* _Work to complete_: Every record, from first to last, should be retyped word for word.

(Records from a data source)
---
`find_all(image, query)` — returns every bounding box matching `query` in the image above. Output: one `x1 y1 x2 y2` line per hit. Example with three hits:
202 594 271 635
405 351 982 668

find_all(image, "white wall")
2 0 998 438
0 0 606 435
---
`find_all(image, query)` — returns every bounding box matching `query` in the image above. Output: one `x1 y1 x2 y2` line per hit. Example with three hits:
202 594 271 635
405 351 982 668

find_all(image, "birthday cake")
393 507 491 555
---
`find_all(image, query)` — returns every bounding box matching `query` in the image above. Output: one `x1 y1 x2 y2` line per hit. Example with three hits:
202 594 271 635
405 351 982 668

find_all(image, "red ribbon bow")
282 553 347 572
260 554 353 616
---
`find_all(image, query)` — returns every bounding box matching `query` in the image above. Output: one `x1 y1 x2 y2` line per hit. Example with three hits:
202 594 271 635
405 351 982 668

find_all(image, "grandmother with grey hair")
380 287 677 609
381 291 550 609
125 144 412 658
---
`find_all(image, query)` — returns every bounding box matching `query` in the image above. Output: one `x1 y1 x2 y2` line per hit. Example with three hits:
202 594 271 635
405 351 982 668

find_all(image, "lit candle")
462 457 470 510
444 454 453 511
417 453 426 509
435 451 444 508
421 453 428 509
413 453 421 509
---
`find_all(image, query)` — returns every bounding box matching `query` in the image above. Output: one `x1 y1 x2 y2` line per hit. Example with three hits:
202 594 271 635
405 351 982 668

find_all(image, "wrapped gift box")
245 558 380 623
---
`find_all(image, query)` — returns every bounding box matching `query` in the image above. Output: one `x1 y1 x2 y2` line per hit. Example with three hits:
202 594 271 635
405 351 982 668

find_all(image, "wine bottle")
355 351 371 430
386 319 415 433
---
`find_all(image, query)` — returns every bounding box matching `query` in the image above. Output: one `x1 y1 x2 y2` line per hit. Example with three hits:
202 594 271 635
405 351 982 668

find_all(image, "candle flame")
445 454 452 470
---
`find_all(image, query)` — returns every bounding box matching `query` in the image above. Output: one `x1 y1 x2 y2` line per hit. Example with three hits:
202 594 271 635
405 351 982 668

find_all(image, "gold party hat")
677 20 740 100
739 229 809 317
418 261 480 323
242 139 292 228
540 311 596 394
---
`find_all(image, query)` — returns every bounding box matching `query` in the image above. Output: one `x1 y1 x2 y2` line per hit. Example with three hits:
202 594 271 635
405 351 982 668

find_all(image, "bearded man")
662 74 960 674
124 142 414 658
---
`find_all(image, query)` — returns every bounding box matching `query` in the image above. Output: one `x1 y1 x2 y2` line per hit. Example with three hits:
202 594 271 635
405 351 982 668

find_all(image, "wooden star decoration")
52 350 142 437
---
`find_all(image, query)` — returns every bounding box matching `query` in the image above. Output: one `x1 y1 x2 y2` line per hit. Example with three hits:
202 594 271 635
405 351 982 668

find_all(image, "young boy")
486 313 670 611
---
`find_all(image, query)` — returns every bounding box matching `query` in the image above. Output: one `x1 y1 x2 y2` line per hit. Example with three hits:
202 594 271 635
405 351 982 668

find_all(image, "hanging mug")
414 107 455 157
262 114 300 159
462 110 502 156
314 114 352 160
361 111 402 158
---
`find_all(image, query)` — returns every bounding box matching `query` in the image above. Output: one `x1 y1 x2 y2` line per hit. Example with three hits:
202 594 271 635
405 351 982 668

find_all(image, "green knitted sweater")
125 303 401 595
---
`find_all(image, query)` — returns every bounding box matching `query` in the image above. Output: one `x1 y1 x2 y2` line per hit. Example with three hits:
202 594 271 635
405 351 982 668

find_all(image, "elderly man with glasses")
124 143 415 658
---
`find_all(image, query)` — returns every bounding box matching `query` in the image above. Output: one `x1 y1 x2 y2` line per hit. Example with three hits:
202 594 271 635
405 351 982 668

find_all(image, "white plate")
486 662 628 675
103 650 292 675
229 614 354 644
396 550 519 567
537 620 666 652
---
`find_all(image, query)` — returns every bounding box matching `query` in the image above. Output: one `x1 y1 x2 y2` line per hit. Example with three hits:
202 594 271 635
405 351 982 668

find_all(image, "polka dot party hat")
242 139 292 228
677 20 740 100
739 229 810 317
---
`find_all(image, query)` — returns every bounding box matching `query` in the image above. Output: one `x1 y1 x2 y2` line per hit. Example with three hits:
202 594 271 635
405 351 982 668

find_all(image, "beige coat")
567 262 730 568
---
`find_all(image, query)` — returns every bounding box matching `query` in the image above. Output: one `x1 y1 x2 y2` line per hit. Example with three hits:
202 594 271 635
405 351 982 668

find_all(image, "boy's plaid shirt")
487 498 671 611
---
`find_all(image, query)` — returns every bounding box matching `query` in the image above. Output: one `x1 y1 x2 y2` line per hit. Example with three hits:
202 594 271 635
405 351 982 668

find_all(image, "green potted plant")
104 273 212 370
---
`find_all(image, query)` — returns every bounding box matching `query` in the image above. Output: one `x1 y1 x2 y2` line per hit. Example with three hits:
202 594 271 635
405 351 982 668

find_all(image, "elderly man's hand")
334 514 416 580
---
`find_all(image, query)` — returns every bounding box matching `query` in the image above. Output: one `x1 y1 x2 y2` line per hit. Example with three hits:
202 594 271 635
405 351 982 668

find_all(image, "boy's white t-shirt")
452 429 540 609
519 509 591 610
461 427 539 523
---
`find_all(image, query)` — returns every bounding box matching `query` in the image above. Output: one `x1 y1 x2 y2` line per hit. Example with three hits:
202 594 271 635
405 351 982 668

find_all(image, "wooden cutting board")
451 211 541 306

* _Result of this task_:
---
`find_all(image, query)` — returns every bounding box matching `query` in the image above. Output: one `x1 y1 x2 y2` line per hit. Example with three hits:
202 594 271 635
405 351 982 668

find_all(image, "white wall")
2 0 998 438
0 0 606 435
---
`find_all(image, query)` — returns every bounding box matching `query` in the image above. Output: one `x1 y1 x2 y2` line per hit. Example with three hits:
202 594 271 635
405 351 982 668

find_all(image, "birthday cake")
393 507 491 555
---
`find_all(image, query)` — returns every bounding box matching `query` in the image above. Output: one `x1 y1 x2 y2` line per hit. Example with three hits:
202 594 271 635
405 351 982 668

find_all(image, "red ribbon bow")
282 553 347 572
260 554 353 616
---
`find_all(image, query)` — returns every bounding box matching `query` in the image above. Output: one `x1 y1 x2 y2` line per hit. Example with three hits:
202 594 271 635
405 351 982 668

find_all(image, "grandmother with grey hair")
380 287 677 609
381 291 550 609
125 144 412 658
---
`find_all(image, query)` — returns every bounding box matching `query` in the image above. Output: one `x1 y1 x2 y2` line per hit. Example with three hits:
202 594 271 635
405 351 982 668

find_all(image, "lit candle")
462 457 470 510
444 454 453 511
417 453 426 509
435 451 444 508
421 453 428 509
413 453 421 509
---
`find_all(image, query)` — returns every bounding box matching `query` in the image above. Output: one `x1 y1 x2 y2` line per hit. Example with three hits:
202 594 271 635
405 351 982 668

find_all(image, "wrapped gift box")
245 558 380 623
---
`find_all(image, query)` — returns every bounding box matching `query` in the image above. Output: one `x1 y1 x2 y2` line per hit. Example with three hits:
202 594 271 635
405 351 982 668

find_all(image, "wine bottle")
355 351 371 430
386 319 415 433
---
`find_all(image, query)` — returns every bounding box matching `query` in the image above. Output: one `x1 y1 x2 y2` line per hit. Example with three hits:
202 594 271 635
405 351 982 668

find_all(image, "candle flame")
445 454 452 470
---
`find_all(image, query)` — returns every bounding box matching `query` in the image above. Output: one `x1 y1 x2 y2` line per hit. Example with three hits:
202 594 271 635
405 351 982 668

find_all(image, "gold party hat")
677 20 740 100
739 229 809 317
418 261 480 323
242 139 292 228
540 311 596 394
---
`find_all(image, query)` — returns every bounding box matching `query` in the image above. Output: one `x1 y1 x2 y2` line per hit. Example with three hits:
202 594 271 635
405 351 982 668

find_all(image, "bearded man")
662 74 960 674
124 142 414 658
---
`find_all(image, query)` — returns every bounding box matching `query` in the image above. Output: one `x1 y1 x2 y2` line per hit. Example with three hits:
202 594 271 635
405 351 982 668

find_all(image, "wooden star decoration")
52 350 142 437
---
`find_all(image, query)` — returns every bounding box matching `query` in the image above. Output: one `x1 y1 x2 y2` line per hit. Example with three hits:
202 594 271 635
405 351 982 668

find_all(image, "young boy")
486 313 670 611
---
`find_all(image, query)` — returns every bounding box matching `query` in the image above. Output: one `x1 y1 x2 y2` line per hit. Example with three hits:
202 594 271 635
405 351 982 668

find_all(image, "hanging mug")
414 107 455 157
262 114 300 159
462 110 502 156
314 114 352 160
361 111 402 158
---
`find_all(image, query)` — returns every bounding box matching `query` in the image above. Output: one `x1 y1 x2 y2` line per hit. Example with three hits:
202 594 271 635
405 351 982 668

find_all(image, "green knitted sweater")
125 303 401 595
---
`find_all(image, query)` — returns every bounding box matching `query` in the image above. Output: one `x1 y1 x2 y2` line per hit. Example with three hits:
202 594 271 635
405 351 982 668

find_all(image, "elderly man with glasses")
124 143 415 658
---
`find_all(image, query)` — returns every bounding box matching `query` in the image above. Output: one `x1 y1 x2 y2` line per hit. Example with three hits:
202 594 271 635
405 351 982 668

find_all(image, "white plate")
486 662 628 675
103 650 292 675
229 614 354 644
396 550 519 567
537 620 666 652
---
`find_all(image, query)` — returns every bounding box matching `query` in the image above. Output: one `x1 y1 x2 y2` line per hit. Example with three hits:
202 594 271 635
405 351 982 668

find_all(image, "polka dot party hat")
242 139 292 228
677 20 740 100
739 229 810 317
---
`find_all(image, query)` — returns every bounding box matching `query` in the image above. Output: one `x1 y1 x2 y2` line per hit. Example with three hits:
202 594 271 635
405 351 982 668

find_all(image, "beige coat")
567 262 730 568
---
`find_all(image, query)` — returns every bounding box matching `query` in the image above. Output: one `x1 y1 x2 y2` line per hit. Example with three hits:
202 594 271 635
405 351 982 668

find_all(image, "boy's plaid shirt")
487 498 671 611
---
`find_all(image, query)` — returns every bounding box matching `query` in the image above. Output: one `x1 y1 x2 y2` line per hit. Example with three hits:
202 594 271 635
405 351 982 668

find_all(image, "green potted plant")
104 273 212 370
---
`find_all(image, query)` — returns every bounding box matching `query` in the image above. Output: one `x1 y1 x2 y2` line per hit. Example with three hits:
202 594 271 635
405 351 982 668

find_all(image, "elderly man's hand")
334 514 416 580
---
`find_all(image, query)` — returns every bounding box matching `query` in the image above. Output: one `x1 y1 x2 y2` line per hit. Example with three hits:
202 594 271 635
405 351 982 668

find_all(image, "boy's white t-shirt")
452 429 540 609
519 509 591 610
461 427 539 523
---
`find_all(image, query)` — returns every bounding box matching `query` in the image above. Output: one `x1 y1 x2 y2` line per hit. Example with three hits:
202 594 271 635
405 351 982 668

find_all(image, "wooden cutting board")
451 211 541 306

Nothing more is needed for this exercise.